Sometimes called clematis leaf and stem spot, this fungal disease has been a problem for growers of large-flowered clematis cultivars for more than a century. Despite its devastating appearance, clematis wilt is rarely fatal. Even when all the top growth is killed, healthy new shoots often emerge from basal buds.
BIOLOGY: The fungus overwinters in soil and in diseased plant debris. Moist, humid conditions and warm temperatures trigger the germination of spores that have been splashed onto susceptible tissue. Growth of the fungus ultimately blocks the uptake of water in infected stems.
SYMPTOMS: Black, irregularly shaped spots develop on the leaves, often on the undersides. Similar spots occur on the stem. Rapid wilting and browning of foliage often occur, sometimes when the plant is in midbloom.
CONTROL: Clematis wilt is a wound pathogen. It is most likely to invade cracked or damaged stem tissues, near the soil surface. Older plants with heavy stems are less susceptible than young plants, which can be protected by carefully tying the stems to reduce the chance of wind injury.
Avoid overhead irrigation, and provide plants with well-drained soil, six or more hours of sunlight, a soil pH near 7.0, and good air movement. Planting a clematis so that the crown is two-and-a-half inches below soil level will encourage the production of new basal growth should infection occur. Remove infected stems, cutting back to healthy tissue, and burn or discard the prunings.
Large-flowered, early-blooming clematis hybrids are most susceptible to infection. By contrast, the smaller-flowered clematis, such as C. alpina, C. macropetala, C. montana, C. viticella, and their cultivars are relatively resistant.

========================================================================

• _Prompt_:
In the clematis wilt text, how deep below soil level should the crown of a clematis be planted? The entries that come next are separate material, unrelated to the clematis wilt text.

========================================================================

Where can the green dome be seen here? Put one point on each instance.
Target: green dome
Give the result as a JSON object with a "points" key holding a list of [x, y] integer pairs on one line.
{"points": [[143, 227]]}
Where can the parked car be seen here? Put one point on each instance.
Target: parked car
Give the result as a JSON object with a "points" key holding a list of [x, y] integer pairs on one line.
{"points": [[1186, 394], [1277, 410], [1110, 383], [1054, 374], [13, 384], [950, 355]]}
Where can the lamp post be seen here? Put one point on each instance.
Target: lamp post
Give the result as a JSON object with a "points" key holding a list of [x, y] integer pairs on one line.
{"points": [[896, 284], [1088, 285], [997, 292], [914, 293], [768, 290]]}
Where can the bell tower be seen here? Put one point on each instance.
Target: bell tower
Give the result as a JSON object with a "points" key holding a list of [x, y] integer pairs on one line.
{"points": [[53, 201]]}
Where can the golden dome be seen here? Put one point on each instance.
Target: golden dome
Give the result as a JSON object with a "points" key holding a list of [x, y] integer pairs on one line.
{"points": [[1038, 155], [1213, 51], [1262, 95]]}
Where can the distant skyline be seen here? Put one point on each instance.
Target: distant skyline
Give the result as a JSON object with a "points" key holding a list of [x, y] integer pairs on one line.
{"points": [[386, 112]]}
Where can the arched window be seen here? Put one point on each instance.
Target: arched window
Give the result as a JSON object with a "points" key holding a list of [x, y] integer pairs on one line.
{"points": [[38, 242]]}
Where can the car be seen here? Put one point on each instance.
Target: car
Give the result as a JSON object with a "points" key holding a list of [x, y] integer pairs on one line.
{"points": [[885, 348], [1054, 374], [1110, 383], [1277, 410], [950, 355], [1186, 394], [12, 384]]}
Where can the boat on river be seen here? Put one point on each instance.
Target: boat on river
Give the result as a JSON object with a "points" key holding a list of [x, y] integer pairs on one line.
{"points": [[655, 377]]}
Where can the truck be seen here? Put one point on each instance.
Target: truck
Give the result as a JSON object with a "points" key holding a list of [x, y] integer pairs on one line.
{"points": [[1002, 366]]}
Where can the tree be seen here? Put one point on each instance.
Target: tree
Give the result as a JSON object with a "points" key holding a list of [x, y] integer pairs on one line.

========================================================================

• _Exercise solution_:
Two-and-a-half inches below soil level.